Problem: Please quote exactly the lines below from the line containing "find the nostril" to the line containing "find the neck", both lines included, and nothing else.

※

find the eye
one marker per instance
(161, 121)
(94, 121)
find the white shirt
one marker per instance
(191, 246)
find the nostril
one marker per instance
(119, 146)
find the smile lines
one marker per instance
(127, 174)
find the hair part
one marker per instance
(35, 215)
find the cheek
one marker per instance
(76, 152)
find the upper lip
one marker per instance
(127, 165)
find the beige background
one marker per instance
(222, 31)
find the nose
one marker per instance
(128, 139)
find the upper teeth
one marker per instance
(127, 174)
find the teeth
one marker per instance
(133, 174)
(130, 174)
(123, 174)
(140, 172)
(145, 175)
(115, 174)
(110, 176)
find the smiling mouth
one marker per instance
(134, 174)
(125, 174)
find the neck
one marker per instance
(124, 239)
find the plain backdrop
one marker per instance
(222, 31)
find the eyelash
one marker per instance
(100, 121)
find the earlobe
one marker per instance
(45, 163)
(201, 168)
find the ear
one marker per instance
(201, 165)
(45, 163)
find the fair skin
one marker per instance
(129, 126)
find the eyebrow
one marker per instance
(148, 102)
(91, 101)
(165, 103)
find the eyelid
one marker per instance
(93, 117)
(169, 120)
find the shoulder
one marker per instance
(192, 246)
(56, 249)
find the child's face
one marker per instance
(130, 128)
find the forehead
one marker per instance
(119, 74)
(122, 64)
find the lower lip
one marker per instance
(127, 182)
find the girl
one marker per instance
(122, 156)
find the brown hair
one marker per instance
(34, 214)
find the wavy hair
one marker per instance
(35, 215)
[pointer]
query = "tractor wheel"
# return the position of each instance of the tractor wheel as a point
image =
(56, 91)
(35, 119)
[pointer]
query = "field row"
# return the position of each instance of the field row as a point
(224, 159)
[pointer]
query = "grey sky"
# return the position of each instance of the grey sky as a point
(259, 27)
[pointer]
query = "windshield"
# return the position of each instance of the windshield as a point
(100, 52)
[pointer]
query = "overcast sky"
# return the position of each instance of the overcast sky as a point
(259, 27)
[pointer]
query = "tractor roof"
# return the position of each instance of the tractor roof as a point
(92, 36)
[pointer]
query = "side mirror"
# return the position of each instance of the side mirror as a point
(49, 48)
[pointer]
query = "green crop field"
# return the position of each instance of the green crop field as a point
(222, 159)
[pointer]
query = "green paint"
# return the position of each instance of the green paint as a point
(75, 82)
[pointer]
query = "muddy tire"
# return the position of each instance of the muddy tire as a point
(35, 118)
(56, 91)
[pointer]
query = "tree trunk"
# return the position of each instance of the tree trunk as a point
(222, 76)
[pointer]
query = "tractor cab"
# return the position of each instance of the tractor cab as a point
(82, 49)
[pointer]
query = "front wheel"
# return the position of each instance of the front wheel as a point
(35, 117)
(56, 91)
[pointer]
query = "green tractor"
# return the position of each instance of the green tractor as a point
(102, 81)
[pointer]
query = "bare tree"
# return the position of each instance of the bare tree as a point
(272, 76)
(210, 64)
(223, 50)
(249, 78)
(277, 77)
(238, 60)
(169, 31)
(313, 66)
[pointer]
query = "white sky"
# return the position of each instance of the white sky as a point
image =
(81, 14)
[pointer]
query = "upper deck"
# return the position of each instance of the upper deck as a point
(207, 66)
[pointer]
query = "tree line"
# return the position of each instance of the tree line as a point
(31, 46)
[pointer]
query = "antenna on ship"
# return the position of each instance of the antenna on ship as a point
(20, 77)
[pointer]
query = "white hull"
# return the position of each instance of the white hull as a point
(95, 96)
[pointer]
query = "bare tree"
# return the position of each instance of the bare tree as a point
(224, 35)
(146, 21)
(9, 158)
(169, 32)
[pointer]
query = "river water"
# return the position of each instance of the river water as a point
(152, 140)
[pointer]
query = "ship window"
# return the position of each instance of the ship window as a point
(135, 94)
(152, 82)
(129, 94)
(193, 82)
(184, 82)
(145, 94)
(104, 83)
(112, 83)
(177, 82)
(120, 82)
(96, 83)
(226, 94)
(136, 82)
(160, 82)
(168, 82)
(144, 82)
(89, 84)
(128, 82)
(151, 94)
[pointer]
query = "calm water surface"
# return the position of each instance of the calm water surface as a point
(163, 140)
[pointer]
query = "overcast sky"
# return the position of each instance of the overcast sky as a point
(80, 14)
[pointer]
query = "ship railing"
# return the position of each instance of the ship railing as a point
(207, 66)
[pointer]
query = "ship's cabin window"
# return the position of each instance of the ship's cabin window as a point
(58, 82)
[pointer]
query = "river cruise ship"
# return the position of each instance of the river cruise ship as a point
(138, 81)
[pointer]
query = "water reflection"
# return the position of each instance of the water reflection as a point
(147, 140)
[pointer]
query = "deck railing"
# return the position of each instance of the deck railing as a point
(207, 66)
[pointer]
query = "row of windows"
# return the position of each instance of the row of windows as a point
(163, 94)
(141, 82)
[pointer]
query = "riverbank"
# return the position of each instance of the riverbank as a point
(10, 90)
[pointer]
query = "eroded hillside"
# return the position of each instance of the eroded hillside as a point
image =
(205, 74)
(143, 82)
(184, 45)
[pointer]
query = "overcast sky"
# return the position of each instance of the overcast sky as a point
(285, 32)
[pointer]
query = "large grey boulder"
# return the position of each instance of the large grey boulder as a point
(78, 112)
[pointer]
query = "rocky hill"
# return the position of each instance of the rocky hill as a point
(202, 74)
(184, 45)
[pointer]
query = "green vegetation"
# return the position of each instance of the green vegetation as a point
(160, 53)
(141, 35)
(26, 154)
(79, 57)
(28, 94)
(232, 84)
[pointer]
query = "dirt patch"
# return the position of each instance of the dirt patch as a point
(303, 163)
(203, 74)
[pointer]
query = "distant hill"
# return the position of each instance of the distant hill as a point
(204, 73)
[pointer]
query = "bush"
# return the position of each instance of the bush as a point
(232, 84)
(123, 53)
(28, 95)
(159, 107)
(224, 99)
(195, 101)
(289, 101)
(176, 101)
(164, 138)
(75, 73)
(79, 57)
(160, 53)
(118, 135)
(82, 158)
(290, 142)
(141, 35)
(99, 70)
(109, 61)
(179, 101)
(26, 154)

※

Response to the task:
find the nostril
one marker per instance
(119, 146)
find the smile lines
one marker per instance
(127, 174)
find the hair part
one marker per instance
(35, 215)
find the cheek
one marker per instance
(76, 152)
find the upper lip
one marker per instance
(127, 165)
find the beige background
one marker per instance
(222, 31)
find the nose
one marker per instance
(128, 139)
find the upper teeth
one marker per instance
(127, 174)
find the teeth
one marker per instance
(133, 174)
(130, 174)
(123, 174)
(140, 172)
(145, 175)
(115, 174)
(110, 176)
find the smiling mouth
one marker per instance
(134, 174)
(125, 174)
find the neck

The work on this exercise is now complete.